##### Records provided

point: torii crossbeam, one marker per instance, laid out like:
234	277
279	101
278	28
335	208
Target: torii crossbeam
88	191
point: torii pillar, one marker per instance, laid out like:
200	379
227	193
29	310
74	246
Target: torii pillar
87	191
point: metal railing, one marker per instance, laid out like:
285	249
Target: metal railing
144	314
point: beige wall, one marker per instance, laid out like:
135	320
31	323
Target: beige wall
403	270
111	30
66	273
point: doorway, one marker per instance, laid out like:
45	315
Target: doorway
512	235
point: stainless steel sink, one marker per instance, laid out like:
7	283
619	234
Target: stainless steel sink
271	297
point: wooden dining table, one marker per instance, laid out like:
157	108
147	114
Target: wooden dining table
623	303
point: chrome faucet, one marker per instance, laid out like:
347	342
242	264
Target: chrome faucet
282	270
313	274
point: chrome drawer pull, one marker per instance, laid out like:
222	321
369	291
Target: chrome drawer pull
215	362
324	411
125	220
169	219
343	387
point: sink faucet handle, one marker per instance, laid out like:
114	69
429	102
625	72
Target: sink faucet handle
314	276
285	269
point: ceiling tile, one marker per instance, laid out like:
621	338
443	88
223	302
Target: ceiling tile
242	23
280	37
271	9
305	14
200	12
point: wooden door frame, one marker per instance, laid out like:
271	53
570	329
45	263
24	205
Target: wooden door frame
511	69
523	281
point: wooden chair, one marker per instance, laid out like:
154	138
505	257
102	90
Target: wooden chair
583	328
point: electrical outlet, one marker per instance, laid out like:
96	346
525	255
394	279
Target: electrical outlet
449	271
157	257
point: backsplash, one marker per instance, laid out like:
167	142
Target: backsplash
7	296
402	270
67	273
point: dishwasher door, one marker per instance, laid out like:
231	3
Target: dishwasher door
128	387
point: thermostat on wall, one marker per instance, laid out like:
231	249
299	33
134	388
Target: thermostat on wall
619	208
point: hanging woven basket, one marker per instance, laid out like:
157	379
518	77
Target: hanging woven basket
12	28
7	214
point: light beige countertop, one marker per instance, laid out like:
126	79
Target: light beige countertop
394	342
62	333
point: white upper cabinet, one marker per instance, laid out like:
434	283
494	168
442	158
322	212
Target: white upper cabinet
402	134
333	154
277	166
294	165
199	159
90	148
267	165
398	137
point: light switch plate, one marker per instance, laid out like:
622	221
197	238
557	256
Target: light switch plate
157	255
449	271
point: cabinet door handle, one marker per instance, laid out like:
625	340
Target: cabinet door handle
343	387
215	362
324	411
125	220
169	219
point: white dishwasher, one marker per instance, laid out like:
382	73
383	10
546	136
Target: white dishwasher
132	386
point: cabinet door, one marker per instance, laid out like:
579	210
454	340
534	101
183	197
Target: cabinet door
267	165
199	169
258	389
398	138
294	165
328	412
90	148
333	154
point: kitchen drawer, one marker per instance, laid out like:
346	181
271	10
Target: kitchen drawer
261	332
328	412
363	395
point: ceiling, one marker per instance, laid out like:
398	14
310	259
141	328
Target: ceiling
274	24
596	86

##########

# Written request:
Take the lines above from the one holding "point: white upper" to the last and output them exactly.

# Response to the exercise:
point: white upper cabinet, one marker per instance, laid out like:
434	283
494	168
442	158
322	212
Target: white upper cabinet
402	134
333	154
277	166
294	165
199	159
90	148
267	165
398	137
point: light switch plate, one marker per instance, laid out like:
622	221
197	238
557	256
Target: light switch plate
157	255
449	271
point: cabinet door handle, one marker per instance, laid out like:
625	340
Target: cabinet door handle
343	387
215	362
324	411
125	220
169	219
point: white dishwasher, one marker per instance, laid out like:
382	73
383	10
546	136
Target: white dishwasher
132	386
point: cabinet door, one marker per instance, laid out like:
579	210
454	340
534	101
183	197
Target: cabinet door
267	165
199	169
258	389
398	138
294	165
328	412
90	148
333	154
point: kitchen drawer, one marker per instance, laid out like:
346	181
271	10
Target: kitchen drawer
261	332
328	412
363	395
point: ceiling, one marker per instance, laid out like:
398	14
310	259
141	328
Target: ceiling
274	24
596	86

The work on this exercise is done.